(Beginning of INPUT FOR THIS TASK)

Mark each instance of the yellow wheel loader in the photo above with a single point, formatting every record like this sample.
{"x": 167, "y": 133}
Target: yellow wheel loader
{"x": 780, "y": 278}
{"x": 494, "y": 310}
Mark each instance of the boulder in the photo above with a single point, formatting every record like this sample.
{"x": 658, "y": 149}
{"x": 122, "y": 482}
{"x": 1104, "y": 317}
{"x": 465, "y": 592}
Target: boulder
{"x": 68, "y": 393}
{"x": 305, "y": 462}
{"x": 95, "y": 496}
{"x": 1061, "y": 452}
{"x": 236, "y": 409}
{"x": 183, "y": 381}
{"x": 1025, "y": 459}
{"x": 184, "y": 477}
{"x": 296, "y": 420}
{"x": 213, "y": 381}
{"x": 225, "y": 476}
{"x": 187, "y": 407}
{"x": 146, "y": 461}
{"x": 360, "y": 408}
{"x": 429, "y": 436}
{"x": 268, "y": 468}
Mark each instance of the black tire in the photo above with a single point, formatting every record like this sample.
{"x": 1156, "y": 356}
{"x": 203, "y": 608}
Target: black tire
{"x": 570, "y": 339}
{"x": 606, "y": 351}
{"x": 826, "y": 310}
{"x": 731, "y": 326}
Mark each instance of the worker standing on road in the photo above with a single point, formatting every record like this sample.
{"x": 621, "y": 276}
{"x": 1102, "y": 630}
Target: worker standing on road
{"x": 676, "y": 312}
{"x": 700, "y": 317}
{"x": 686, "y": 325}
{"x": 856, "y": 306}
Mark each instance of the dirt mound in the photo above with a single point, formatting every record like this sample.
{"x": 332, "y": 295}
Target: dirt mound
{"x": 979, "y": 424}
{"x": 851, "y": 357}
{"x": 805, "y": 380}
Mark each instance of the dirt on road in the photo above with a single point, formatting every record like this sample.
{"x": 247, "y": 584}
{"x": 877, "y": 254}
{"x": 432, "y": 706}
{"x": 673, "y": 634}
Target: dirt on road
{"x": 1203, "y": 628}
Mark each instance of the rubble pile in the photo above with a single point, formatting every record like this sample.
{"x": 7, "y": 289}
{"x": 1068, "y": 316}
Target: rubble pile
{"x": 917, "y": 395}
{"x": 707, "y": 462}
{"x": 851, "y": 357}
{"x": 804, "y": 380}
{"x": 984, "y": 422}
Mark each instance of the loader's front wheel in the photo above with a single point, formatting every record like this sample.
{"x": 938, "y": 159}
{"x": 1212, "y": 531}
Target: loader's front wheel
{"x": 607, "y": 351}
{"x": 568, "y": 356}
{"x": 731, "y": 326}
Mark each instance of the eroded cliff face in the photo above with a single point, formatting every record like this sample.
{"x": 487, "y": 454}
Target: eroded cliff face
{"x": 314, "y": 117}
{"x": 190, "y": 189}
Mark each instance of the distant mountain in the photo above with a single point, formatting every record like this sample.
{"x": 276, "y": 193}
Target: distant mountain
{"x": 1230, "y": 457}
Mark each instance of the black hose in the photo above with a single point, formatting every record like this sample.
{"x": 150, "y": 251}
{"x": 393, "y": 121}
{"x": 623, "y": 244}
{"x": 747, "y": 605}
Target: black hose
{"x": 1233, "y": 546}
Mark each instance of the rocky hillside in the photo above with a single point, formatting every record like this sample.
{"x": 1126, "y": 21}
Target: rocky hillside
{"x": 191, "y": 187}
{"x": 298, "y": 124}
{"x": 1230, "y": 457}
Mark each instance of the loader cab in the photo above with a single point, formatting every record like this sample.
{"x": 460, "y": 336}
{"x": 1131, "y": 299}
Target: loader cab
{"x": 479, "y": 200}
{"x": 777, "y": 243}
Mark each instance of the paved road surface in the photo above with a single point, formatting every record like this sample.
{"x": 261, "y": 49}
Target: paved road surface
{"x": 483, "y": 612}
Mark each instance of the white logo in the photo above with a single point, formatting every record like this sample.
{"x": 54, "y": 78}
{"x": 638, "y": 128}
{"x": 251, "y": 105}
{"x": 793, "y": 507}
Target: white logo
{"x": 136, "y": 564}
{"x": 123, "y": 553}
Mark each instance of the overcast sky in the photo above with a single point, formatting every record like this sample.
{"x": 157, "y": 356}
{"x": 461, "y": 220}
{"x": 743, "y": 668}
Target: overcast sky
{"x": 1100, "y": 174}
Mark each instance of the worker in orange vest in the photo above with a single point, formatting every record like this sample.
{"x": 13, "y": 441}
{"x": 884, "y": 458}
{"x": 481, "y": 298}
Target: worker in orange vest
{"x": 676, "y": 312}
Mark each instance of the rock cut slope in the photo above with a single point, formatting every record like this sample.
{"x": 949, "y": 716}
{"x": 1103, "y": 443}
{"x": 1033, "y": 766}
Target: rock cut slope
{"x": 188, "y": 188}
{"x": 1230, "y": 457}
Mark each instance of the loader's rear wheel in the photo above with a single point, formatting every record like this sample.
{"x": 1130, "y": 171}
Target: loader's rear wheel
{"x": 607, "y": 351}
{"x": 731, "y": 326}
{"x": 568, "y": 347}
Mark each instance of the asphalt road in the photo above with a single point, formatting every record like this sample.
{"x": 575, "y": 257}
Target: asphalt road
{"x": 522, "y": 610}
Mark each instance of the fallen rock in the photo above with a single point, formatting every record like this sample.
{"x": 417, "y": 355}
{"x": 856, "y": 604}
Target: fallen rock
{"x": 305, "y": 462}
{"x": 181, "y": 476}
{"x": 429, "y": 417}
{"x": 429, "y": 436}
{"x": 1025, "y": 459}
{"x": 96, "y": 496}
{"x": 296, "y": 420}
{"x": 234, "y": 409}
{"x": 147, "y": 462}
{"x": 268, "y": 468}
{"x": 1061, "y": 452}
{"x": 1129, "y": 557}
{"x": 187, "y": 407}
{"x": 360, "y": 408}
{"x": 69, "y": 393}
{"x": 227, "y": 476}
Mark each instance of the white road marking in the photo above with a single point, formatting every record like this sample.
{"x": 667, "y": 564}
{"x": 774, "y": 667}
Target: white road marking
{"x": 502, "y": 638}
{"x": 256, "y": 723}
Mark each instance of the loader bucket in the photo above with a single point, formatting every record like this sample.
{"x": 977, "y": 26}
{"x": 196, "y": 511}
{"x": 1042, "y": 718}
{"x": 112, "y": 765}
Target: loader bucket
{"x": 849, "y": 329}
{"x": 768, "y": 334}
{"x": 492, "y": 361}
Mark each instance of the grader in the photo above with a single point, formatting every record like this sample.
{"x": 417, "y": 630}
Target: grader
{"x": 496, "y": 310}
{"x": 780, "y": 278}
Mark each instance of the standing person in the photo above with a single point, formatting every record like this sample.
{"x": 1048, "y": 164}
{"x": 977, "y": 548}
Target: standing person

(End of INPUT FOR THIS TASK)
(Beginning of INPUT FOR THIS TASK)

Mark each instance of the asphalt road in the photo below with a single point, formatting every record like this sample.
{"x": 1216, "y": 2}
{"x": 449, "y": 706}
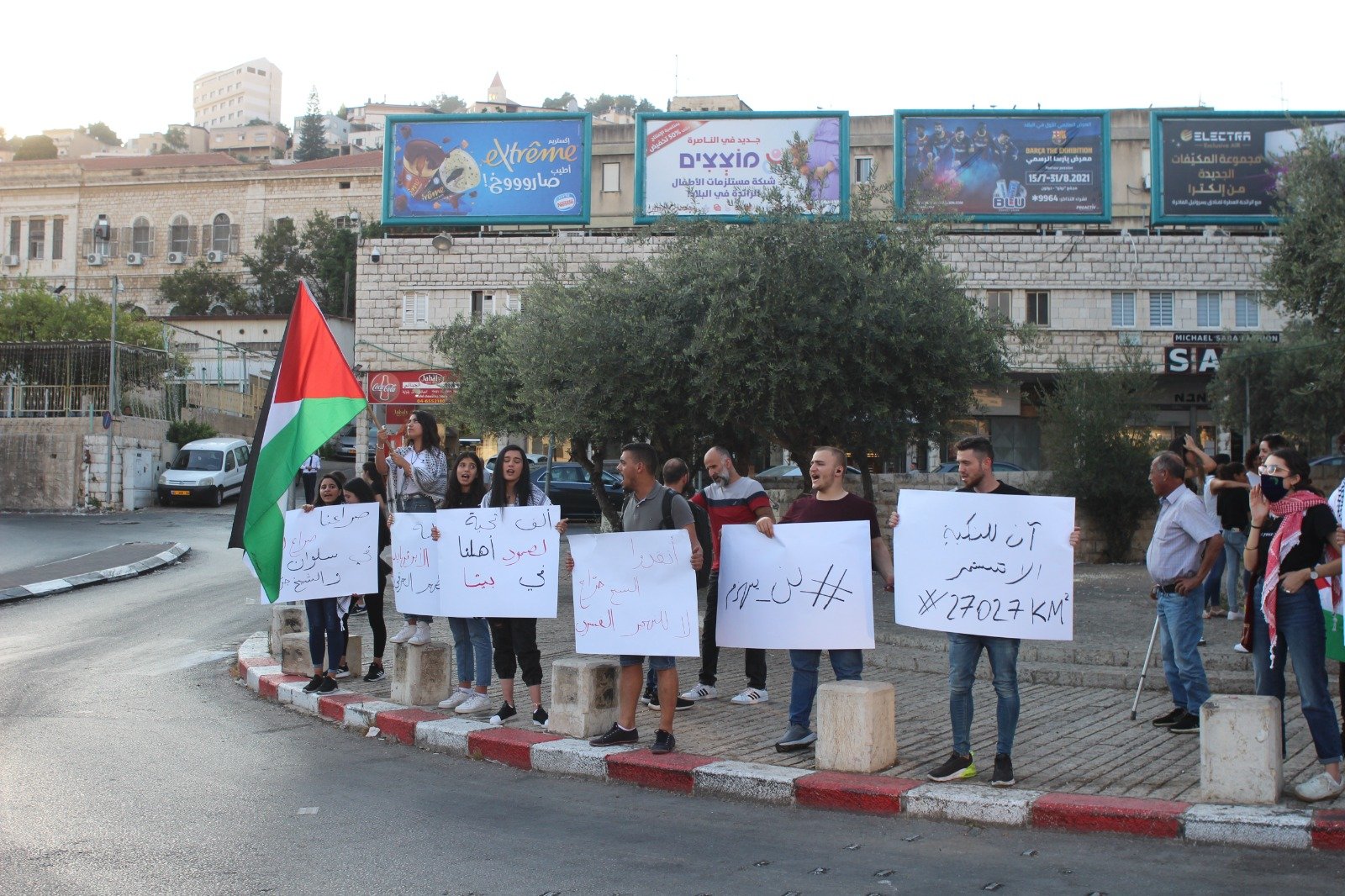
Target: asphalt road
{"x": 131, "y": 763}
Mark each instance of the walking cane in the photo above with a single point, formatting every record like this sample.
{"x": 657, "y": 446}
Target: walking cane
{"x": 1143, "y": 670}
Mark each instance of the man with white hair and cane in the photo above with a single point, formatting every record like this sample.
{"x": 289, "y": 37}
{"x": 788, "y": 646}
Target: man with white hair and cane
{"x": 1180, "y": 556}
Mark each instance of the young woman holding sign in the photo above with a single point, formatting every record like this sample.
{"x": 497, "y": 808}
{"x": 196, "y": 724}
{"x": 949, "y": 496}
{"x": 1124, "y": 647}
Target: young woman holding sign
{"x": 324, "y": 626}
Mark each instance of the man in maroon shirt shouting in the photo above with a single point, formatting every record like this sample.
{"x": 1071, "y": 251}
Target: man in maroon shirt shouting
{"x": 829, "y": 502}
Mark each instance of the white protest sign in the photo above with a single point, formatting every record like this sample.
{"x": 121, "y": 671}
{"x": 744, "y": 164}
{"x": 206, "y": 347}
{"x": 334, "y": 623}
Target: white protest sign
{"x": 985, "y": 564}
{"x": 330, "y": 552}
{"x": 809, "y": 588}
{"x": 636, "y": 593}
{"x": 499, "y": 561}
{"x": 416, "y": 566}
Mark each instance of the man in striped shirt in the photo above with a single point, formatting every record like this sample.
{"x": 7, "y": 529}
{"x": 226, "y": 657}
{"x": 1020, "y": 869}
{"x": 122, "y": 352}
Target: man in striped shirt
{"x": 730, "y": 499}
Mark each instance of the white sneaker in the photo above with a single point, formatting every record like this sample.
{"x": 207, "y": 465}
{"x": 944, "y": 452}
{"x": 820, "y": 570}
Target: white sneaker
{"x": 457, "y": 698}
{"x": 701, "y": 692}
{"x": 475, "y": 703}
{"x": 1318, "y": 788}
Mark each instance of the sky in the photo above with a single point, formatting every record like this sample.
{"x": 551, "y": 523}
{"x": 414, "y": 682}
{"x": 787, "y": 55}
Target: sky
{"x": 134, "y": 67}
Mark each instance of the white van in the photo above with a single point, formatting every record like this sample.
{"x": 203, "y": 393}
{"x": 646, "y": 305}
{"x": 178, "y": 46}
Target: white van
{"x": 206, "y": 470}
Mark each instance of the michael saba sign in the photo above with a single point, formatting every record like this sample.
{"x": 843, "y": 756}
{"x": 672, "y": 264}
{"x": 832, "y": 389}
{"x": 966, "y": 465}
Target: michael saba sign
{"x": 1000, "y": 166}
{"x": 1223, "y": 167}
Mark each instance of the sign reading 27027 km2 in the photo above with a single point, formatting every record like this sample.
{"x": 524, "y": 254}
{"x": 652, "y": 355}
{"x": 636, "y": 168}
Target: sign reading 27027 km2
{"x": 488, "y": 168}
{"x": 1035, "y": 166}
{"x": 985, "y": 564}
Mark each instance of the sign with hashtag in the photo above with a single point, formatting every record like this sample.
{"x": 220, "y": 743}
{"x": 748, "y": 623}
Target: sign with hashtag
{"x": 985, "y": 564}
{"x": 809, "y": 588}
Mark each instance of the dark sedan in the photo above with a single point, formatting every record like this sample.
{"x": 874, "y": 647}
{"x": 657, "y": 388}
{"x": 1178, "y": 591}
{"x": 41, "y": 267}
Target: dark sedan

(End of INPUT FOR THIS TASK)

[EXERCISE DETAILS] For every line in the listing above that mentions the word "sedan", make a copy.

[TASK RESULT]
Mark each instance of the dark sedan in the photo above with a single point, formatting every record like this sample.
Target: dark sedan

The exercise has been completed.